WHAT IS REQUIRED:
Answer each question using the passage on the pandemic.
(a) By June, what were people discarding?
(b) According to the passage, what does the rise of a fourth wave of the virus in the United States show?
(c) Which month and year does the passage name as the point to which we cannot go back?
*** SOURCE EXTRACT Section Begins ***
Even with the continuation in some form of old stories and the addition of new stories, the narrative worlds in which people had lived in January 2020 were broken by the pandemic. It was no longer possible to care about the same things in the same way to the same extent or to plan for the future with the same level of certainty about what it would be like. The pandemic had foreclosed that possibility.

The rollout of vaccines in the United States and elsewhere this spring raised the question then: Would it soon be possible to go back to normal? By June, people were discarding masks and returning to places they had not been in months, including, for some, in-person church. Would it now be possible to move on from the dominating story of the pandemic and return to focusing on all those stories that had shaped our worlds in January 2020?

No, as it turns out, and for several reason.

First, the story of the pandemic is not over. Granted, the pandemic no longer dominates all other aspects of life in the ways that it did six months or a year ago. Yet the rise of a fourth wave of the virus in the United States shows that the pandemic is still going in the United States, still capable of generating plot twists and uncertainty, despite the extensive availability of vaccines in this country. And the pandemic is certainly not over in other countries where vaccines are less available. The story of the COVID-19 pandemic will continue to evolve, but it will not be over, not for a while, even if it gradually becomes less all-encompassing.

Second, even when other story lines are no longer subsumed under the larger story of the pandemic, we cannot go back to where we were in January 2020. In many cases, relevant details have changed: Main characters of the stories of our lives have died or moved or changed jobs. Organizational and financial realities have changed. Political realities have changed. And we ourselves have changed. Even when everything else is the same, we have, each of us, been shaped in some way by the pandemic. And for that reason alone, we cannot go back to things just as they were.
*** SOURCE EXTRACT Section Ends ***
*** SOURCE DATA Section Begins ***
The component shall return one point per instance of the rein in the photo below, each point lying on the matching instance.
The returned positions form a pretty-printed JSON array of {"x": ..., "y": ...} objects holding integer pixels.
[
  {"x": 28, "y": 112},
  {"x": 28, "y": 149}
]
*** SOURCE DATA Section Ends ***
ANSWER BOX:
(a) Masks.
(b) It shows that the pandemic is still going in the United States and is still capable of generating plot twists and uncertainty, despite the extensive availability of vaccines there.
(c) January 2020.